■ **Extracted entries**
****************************************

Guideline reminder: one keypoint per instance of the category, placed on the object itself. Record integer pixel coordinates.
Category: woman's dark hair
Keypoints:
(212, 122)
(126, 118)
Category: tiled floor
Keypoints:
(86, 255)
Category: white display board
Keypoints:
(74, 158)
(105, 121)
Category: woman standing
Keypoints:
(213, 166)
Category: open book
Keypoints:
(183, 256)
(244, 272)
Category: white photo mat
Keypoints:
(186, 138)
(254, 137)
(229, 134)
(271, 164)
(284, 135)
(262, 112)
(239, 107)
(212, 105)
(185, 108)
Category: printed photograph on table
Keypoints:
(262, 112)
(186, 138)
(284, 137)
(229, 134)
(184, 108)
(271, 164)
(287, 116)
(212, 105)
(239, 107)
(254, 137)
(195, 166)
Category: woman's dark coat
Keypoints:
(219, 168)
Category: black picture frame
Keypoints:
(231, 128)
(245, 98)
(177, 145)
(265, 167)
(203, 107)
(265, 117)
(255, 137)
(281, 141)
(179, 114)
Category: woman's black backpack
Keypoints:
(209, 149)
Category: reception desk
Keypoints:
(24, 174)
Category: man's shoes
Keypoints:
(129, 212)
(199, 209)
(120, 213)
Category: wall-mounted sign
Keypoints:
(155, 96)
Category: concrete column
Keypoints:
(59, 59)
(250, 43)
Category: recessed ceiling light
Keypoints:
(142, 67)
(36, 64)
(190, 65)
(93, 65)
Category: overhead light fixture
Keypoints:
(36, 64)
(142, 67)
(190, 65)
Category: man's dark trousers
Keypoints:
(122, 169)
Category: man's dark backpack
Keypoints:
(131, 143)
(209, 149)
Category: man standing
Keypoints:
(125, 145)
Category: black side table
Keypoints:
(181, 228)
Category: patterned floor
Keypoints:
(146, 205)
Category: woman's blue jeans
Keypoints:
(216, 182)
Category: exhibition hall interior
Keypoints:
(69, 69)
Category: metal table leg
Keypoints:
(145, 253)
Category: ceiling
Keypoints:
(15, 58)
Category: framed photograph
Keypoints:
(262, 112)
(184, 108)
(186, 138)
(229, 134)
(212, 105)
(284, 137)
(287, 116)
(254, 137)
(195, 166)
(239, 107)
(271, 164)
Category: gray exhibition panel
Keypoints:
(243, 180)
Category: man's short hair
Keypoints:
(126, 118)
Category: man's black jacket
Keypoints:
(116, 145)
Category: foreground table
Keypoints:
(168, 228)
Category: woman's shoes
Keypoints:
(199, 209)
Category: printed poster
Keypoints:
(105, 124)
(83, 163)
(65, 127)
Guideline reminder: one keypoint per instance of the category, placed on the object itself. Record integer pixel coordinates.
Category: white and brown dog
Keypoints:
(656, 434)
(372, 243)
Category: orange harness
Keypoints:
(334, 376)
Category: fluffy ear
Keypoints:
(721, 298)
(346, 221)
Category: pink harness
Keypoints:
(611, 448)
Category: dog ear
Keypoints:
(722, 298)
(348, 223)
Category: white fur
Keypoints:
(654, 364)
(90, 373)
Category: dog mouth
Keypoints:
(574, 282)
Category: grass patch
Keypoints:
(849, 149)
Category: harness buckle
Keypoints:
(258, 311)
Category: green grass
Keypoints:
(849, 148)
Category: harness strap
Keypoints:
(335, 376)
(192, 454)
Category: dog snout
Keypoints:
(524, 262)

****************************************

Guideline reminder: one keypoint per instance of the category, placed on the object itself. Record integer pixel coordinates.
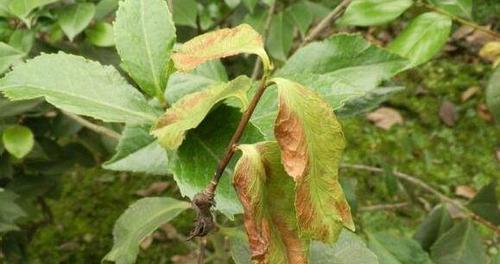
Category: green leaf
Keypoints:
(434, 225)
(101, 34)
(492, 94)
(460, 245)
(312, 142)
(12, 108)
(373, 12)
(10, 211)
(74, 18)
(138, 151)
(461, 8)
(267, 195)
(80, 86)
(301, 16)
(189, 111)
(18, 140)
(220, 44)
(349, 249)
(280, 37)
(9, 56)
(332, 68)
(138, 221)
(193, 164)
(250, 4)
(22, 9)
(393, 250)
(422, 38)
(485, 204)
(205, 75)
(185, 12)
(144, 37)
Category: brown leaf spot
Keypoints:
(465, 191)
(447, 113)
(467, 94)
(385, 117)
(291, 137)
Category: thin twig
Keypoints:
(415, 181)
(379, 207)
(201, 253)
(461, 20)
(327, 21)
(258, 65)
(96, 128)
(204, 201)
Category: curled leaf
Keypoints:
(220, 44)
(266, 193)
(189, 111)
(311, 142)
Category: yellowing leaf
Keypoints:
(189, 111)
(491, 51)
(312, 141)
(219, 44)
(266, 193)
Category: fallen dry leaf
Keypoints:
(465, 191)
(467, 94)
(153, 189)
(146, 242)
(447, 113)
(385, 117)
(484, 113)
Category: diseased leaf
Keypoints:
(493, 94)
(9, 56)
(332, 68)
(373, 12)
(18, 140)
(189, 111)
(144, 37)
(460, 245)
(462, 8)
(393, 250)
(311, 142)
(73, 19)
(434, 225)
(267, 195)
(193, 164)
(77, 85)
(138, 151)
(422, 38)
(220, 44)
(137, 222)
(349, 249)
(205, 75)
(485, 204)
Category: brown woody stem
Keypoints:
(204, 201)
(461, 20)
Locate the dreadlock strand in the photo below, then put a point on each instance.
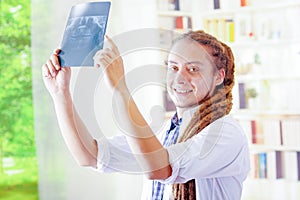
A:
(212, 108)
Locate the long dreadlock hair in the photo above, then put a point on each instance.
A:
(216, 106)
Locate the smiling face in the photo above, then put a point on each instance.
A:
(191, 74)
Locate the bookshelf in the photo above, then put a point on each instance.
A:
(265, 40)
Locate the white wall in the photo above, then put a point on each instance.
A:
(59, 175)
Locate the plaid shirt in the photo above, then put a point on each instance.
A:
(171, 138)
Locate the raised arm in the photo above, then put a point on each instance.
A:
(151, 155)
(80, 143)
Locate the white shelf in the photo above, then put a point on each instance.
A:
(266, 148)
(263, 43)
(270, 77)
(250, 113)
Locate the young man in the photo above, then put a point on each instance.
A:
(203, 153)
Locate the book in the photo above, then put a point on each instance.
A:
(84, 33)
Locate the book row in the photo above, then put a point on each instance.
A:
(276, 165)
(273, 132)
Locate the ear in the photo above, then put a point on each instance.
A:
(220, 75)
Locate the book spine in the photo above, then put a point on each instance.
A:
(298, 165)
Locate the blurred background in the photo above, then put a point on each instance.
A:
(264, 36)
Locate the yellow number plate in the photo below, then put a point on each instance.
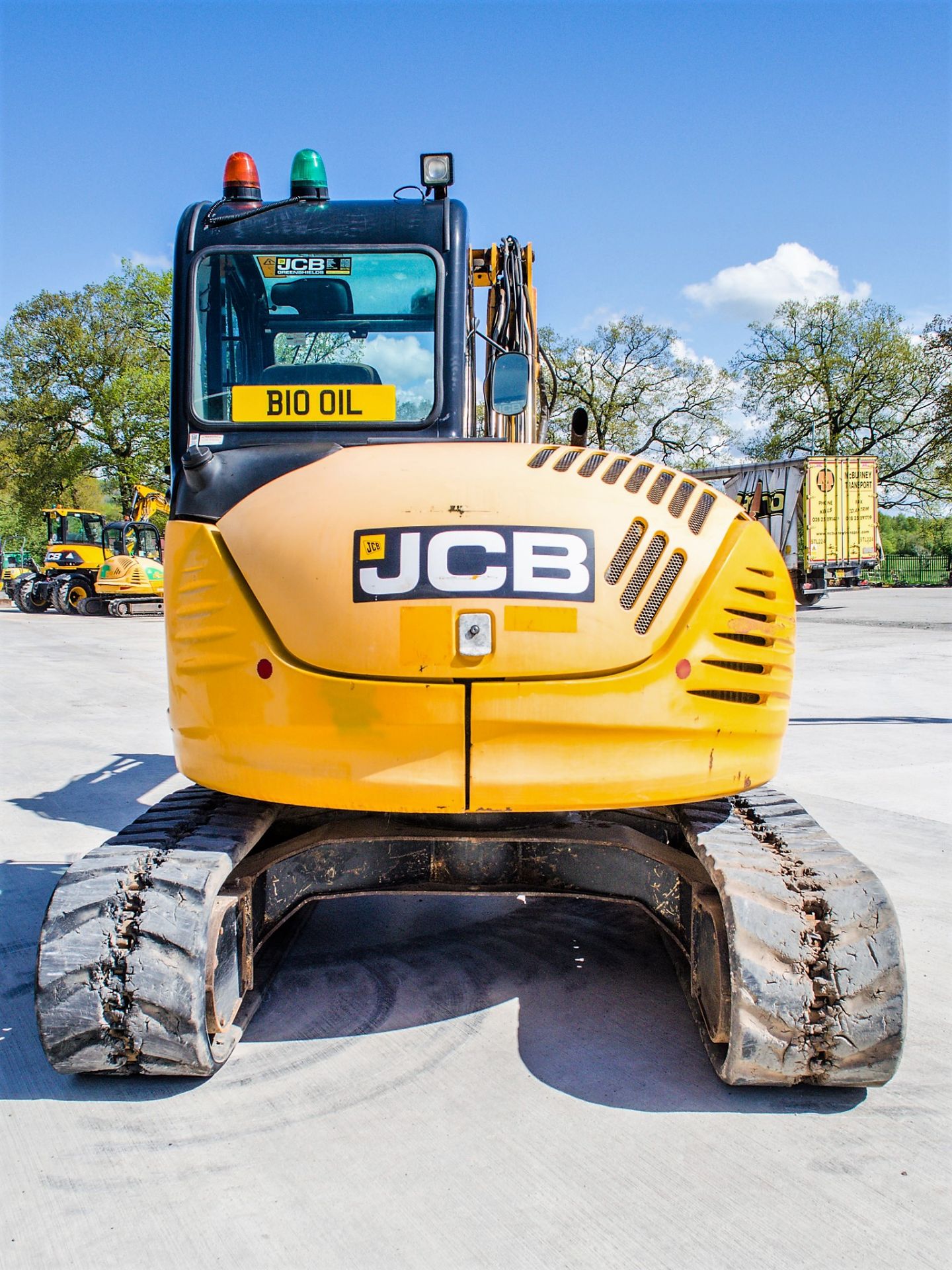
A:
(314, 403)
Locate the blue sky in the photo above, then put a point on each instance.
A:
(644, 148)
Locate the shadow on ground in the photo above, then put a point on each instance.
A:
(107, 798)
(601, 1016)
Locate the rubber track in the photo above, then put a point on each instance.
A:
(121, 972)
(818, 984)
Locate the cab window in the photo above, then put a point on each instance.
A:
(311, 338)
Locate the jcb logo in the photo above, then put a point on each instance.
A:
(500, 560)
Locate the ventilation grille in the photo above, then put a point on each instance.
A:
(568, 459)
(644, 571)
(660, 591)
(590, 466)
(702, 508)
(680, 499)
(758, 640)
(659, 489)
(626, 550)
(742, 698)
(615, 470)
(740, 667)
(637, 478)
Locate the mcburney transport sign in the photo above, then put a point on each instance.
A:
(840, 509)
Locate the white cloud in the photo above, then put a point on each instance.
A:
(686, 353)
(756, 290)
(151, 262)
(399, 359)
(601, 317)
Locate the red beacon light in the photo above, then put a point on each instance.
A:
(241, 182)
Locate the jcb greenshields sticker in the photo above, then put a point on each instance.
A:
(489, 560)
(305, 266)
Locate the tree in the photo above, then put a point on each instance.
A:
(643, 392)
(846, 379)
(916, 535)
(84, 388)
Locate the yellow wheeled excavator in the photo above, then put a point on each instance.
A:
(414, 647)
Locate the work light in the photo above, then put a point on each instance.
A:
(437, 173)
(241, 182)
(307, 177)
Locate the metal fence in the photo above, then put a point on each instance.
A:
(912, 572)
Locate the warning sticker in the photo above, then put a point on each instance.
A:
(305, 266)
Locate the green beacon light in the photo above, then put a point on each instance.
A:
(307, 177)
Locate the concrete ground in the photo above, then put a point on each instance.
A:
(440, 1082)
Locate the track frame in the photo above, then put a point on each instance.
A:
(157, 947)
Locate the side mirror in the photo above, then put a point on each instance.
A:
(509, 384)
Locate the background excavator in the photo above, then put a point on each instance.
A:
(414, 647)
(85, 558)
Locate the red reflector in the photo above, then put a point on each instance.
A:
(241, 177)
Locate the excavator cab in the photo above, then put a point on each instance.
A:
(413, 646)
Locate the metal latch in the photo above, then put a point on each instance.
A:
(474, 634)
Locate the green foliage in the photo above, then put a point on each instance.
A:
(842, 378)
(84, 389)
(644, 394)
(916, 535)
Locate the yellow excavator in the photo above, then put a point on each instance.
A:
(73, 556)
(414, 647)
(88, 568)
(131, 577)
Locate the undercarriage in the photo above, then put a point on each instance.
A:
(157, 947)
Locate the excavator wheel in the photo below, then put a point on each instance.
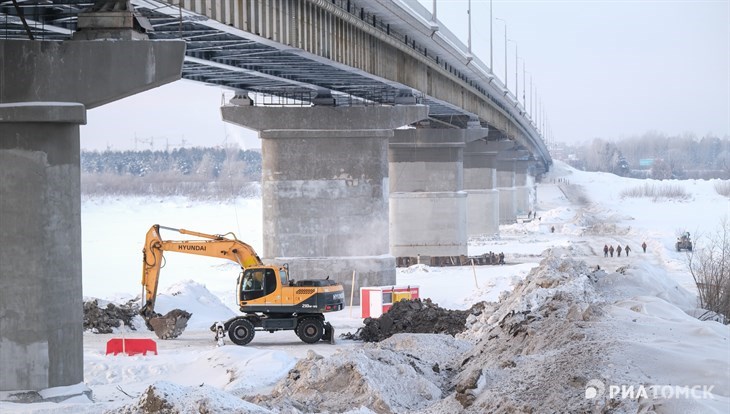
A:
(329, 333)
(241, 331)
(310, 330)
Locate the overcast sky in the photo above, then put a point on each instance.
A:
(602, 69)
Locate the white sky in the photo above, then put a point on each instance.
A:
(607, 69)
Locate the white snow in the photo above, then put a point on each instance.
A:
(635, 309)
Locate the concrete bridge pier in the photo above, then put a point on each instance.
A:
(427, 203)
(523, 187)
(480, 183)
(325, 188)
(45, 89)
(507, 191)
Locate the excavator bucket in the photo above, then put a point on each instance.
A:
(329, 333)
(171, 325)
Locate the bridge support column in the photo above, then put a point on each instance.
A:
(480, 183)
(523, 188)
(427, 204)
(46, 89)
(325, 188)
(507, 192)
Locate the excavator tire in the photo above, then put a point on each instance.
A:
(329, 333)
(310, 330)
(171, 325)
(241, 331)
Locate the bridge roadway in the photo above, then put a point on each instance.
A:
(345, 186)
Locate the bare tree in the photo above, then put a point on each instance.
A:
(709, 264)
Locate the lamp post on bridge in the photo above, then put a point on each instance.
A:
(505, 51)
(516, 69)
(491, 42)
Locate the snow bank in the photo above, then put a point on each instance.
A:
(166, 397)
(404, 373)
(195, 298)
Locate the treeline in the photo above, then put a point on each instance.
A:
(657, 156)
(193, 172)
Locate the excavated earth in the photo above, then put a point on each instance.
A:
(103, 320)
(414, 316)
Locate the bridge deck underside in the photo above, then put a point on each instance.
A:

****************************************

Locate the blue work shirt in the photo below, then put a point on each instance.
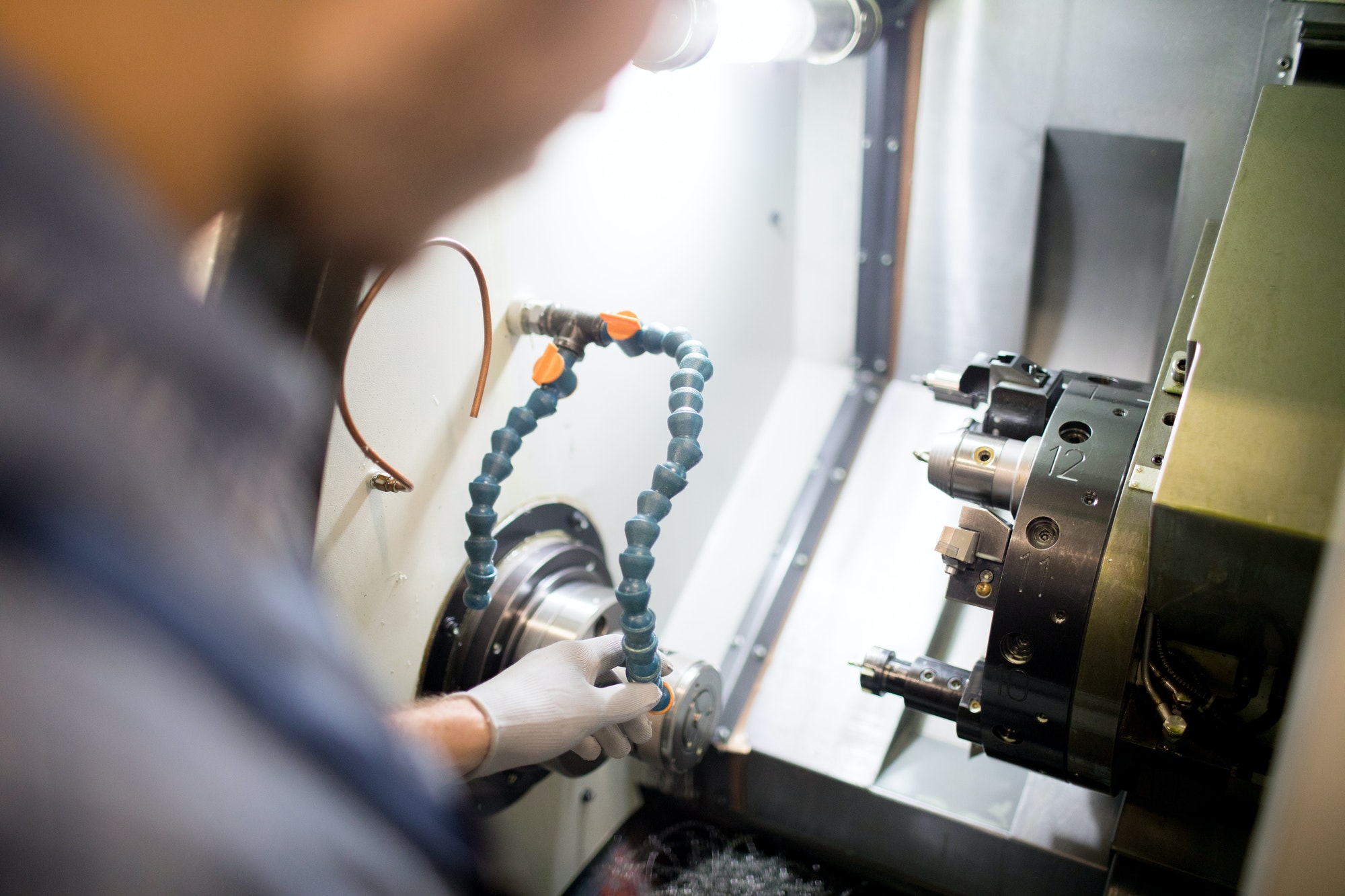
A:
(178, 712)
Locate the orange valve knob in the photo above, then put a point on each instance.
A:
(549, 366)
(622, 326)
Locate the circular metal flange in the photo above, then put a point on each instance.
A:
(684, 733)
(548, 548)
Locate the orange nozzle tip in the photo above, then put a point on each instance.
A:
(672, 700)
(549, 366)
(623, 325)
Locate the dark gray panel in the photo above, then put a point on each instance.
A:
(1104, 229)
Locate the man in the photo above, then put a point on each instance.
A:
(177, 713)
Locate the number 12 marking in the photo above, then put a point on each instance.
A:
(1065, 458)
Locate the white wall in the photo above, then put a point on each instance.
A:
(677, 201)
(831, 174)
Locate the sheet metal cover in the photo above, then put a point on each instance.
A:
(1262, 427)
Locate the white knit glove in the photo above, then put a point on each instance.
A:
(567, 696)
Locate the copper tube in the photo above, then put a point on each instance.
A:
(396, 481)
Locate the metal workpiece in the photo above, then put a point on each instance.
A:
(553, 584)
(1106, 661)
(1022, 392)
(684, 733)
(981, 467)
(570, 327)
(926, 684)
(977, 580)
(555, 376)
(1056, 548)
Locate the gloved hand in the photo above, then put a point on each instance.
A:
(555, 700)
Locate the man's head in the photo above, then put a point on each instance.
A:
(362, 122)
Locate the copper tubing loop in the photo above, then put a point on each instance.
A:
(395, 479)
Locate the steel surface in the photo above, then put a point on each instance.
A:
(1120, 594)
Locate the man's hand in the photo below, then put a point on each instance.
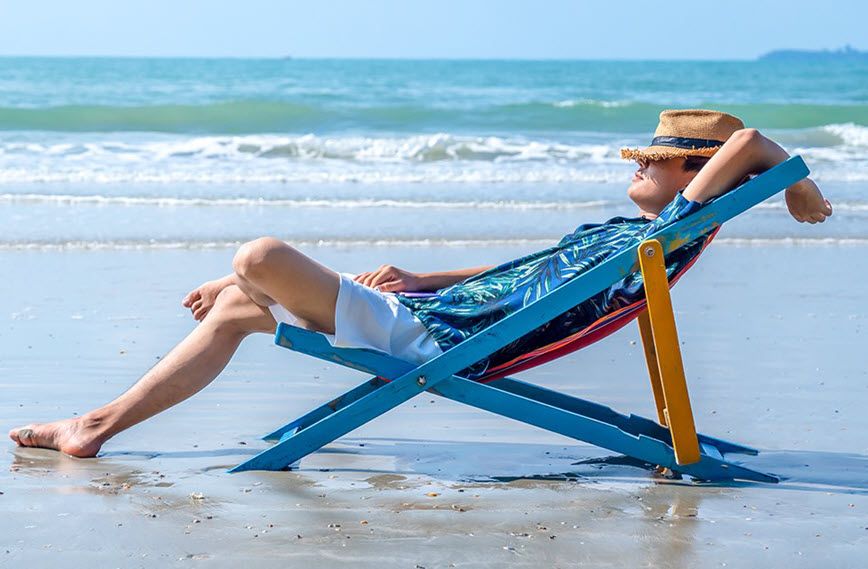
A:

****************************************

■ **Your assignment**
Look above for the line holding "Locate the overcast" and the line holding "Locate the concrete bridge". Retype both, and every line between them, word for word and nothing else.

■ **Response area**
Locate the overcast sky in the photo above, then put a point on each instance.
A:
(602, 69)
Locate the white sky in the photo above, then put a point on each instance.
A:
(607, 69)
Locate the white snow in the photo above, then put a point on each instance.
A:
(635, 309)
Locate the concrete bridge pier in the photo above, then put a point on each instance.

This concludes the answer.